» TASK BRIEF:
Pull every line from each of the entries below and reproduce it unchanged.

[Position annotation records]
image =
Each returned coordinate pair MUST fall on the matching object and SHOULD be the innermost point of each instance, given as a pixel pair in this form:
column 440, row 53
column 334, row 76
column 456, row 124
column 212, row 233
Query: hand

» REPLY TO THE EXERCISE:
image =
Each returned coordinate pair MUST fall on the matching object and SHOULD be the innermost point of each instance, given as a pixel pair in this form:
column 440, row 53
column 334, row 76
column 456, row 124
column 212, row 233
Query: hand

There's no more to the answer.